Passing Bull 277 – The strange death of responsible government

At a lunch the other day, we had a discussion about government and experts.  Some were surprised that no one could be pinned  – found ‘responsible’ for – the original mess with Covid in Victoria.  We should not be. 

We have been steadily dismantling responsible government for at least two generations.  The Westminster system has an independent civil service that is permanent and apolitical, but for which the relevant ministers are responsible to the parliament.  If a departmental error was bad enough, the minister should resign.  That is what ‘responsible’ used to mean. That has gone with the wind.  We do not even get an apology – on a good day you might just hear the word ‘regret.’ 

We have slowly dismantled the independent civil service – and left ourselves with the black holes like My Gov, My Vic Roads, or Centrelink.  ‘My’ – my Health Card took three visits to Bendigo, three to Castlemaine, and all up twenty hours  – to answer one simple question: ‘Does your income exceed X?’

‘Personal advisers’ have not had a real job, are ambitious and intensely political, and are a complete contradiction of the whole idea of civil service.  Instead we spend a fortune on ‘consultants’, who cannot believe the way this gravy train keeps pulling up at their station, and then the ministers say that they are acting  on ‘expert advice’.  We have succeeded in turning the whole exercise of government on its head.  In the argot of our times, we have outsourced government.

And we have  left ourselves with a bunch of drongos in parliament whose mediocrity is positively  indecent, but who are kept where they are because the other lot are just as bad.  People who grew up in Australia in the 50s and 60s  well know that a two party system of government is only as good as the opposition – which is presently  bloody hopeless in both state and federal spheres. 

The political parties stand for nothing except dislike of each other, and a willingness to let faction feuds and drive-by shootings submerge the national interest.

And with Covid, we have upended federation by handing over a definitively national issue to state premiers, who then bask in a glow of populist acclaim – simply because they have done something  – even if it leaves the rest of us up that well-known creek.  We are reminded of the celebrated injunction of the football coach John Kennedy: ‘Don’t think – just DO something.’

And the closest we get to consolation is that no other bastard appears to be doing much better.

Such, as Ned Kelly said, is life.


The G7 meeting was a genuine success for Scott Morrison and for the West…The only leader who spoke with any realism on climate change was Morrison himself.

The Australian, 17 June, 2021, Greg Sheridan.

The quest for perfect madness goes on.
+ + +
### What is being asked
Reproduce the part of the column on responsible government between "Such, as Ned" and "2021, Greg Sheridan.", inclusive. The entries have nothing to do with the column on responsible government.

(Records drawn from a data source)
+ + +
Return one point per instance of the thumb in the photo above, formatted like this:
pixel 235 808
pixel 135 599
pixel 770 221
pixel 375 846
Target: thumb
+ + +
### Answer
Such, as Ned Kelly said, is life.


The G7 meeting was a genuine success for Scott Morrison and for the West…The only leader who spoke with any realism on climate change was Morrison himself.

The Australian, 17 June, 2021, Greg Sheridan.